Deus fala pela sua Palavra, pelo ensinamento e vida da Igreja e da Comunidade, pelos Sacramentos, pelos sinais com que cada situação nos faz deparar, pela vida. E nós, na nossa liberdade sempre interpretativa, havemos de O escutar na oração, na reflexão, na liturgia, na releitura da vida, nos acontecimentos quotidianos, no temor e no entusiasmo, nas alegrias que perduram.
A pessoa que somos aprende-se devagar. E é por isso que o Seminário é um processo, uma caminhada a partir da existência de cada um que implica discernimento espiritual, percepção dos lugares da vida, decisões e compromissos. Chamando a Si os que quer, Cristo Jesus oferece aos que O seguem a possibilidade de, por convivência, crescerem à sua estatura, a estatura de Cristo.
Às vezes, diz Francesco Consentino num texto recente citando Erasmo de Roterdão, “O homem não gosta da mudança, porque mudar significa olhar com sinceridade o fundo da própria alma, colocar-se em confronto consigo mesmo. É preciso ser corajoso para ter grandes ideais. A maioria dos homens prefere aquecer-se na mediocridade, fazer do tempo o lago de sua existência ”.
Quem entra num Seminário está, por isso, disposto a esta caminhada pautada pela convivência com Cristo e a Igreja através da Comunidade em que se insere. Não está em causa uma santidade medida em polegadas, a construção do eclesiástico de sucesso, o eficaz animador de multidões, o líder de opiniões, a estrela mediática de quem se arrancam sempre palavras a baixíssimo custo. Está em causa sim, na convivência com Cristo Jesus, a formação e amadurecimento do coração pela referência à verdade, à justiça, pela reciprocidade e gratuidade, generosidade e encontro, abertura à surpresa da vida e caminho partilhado com gratidão; está em causa a hospitalidade e a cumplicidade feliz e aberta, os valores e o projecto. Está em causa o acontecimento e amadurecimento da fé que suporta um projecto global de vida.

● DESCRIÇÃO DA TAREFA: Por favor, escreva a continuação do texto sobre a formação no Seminário a partir do ponto em que termina. Os itens não são necessários.

[Dados de ancoragem de objetos em linguagem natural]
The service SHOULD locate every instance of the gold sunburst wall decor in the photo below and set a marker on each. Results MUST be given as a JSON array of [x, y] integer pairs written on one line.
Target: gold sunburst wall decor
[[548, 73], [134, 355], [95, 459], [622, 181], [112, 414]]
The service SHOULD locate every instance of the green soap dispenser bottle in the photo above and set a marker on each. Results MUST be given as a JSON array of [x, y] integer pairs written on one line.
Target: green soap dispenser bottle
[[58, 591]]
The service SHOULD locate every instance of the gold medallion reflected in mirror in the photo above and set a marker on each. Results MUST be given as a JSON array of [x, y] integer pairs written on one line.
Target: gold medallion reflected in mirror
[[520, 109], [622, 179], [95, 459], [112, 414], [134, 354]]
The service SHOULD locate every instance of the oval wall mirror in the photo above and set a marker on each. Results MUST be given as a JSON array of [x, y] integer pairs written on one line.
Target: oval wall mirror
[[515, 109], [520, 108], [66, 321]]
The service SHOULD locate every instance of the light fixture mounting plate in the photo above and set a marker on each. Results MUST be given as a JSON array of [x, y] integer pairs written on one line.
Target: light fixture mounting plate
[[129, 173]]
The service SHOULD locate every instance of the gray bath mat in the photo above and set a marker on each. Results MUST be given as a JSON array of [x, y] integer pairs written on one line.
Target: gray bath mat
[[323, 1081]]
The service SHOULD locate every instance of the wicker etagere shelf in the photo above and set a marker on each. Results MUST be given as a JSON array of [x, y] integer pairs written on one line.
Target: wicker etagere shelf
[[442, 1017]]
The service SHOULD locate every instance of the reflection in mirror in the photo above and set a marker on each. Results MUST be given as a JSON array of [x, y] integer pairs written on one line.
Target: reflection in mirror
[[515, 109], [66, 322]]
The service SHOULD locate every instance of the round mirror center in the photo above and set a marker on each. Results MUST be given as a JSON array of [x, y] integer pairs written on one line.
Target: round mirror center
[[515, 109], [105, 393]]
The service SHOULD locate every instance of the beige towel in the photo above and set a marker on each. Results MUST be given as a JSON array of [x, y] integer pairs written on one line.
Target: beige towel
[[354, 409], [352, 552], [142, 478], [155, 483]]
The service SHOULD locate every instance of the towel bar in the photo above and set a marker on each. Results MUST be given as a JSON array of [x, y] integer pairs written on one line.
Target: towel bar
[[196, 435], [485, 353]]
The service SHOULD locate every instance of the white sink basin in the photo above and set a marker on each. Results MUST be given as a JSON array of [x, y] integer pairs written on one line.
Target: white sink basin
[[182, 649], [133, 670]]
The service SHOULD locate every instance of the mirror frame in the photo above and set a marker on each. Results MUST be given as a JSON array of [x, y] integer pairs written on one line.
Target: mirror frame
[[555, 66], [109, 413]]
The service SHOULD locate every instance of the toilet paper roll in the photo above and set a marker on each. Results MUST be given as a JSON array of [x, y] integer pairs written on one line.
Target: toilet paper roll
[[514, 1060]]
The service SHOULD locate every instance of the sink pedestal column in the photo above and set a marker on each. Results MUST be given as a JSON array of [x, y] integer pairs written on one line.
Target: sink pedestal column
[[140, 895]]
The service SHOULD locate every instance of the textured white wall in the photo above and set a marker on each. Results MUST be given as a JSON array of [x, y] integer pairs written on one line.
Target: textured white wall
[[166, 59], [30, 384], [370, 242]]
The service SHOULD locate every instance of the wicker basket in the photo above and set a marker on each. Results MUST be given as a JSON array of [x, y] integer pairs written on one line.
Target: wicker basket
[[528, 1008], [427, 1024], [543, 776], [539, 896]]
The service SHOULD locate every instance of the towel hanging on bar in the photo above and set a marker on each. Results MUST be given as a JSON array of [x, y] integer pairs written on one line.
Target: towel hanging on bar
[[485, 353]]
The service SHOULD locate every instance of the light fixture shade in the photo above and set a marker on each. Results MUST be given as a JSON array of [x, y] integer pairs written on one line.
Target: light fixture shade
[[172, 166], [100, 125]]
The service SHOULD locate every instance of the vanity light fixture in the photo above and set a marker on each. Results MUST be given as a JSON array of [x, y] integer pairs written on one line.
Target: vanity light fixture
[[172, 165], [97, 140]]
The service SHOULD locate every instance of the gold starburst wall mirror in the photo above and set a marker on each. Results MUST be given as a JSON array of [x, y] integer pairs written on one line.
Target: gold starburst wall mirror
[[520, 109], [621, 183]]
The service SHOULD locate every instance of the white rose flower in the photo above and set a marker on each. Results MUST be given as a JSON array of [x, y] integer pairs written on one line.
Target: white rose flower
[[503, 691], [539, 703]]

● RESPOSTA AO PROBLEMA:
Distrair-se do chamamento seria como distrair-se da liberdade; distrair-se d’Aquele que chamou seria como perder a memória e preguiçar na hesitação; distrair-se do projecto e da Comunidade seria como depender afectivamente de aplausos para fazer o que cabe a cada um fazer.
Não se fica com o carimbo “reprovado” estruturalmente colocado no Cartão de Cidadão nas etapas existenciais falhadas, mas corre-se o risco de errar o alvo da vida e de ficar “impreparado” para o que vem a seguir. E isso atrasa a caminhada. É nesse sentido que o Seminário tem tempos, processos e objectivos que dizem a cada Seminarista que, para ser Padre como Cristo o chamou a ser, tem de o querer verdadeiramente. Se não houvesse objectivos … para onde caminha!?
«Jesus chamou os que queria e foram ter com Ele» (Mc. 3,13). No termo da experiência do Seminário a ordenação de padre é possível se cada um dos que Jesus chamou fez caminho e guarda, dos dons de Deus, uma memória agradecida que é fonte de disponibilidade para Deus e para o seu Povo.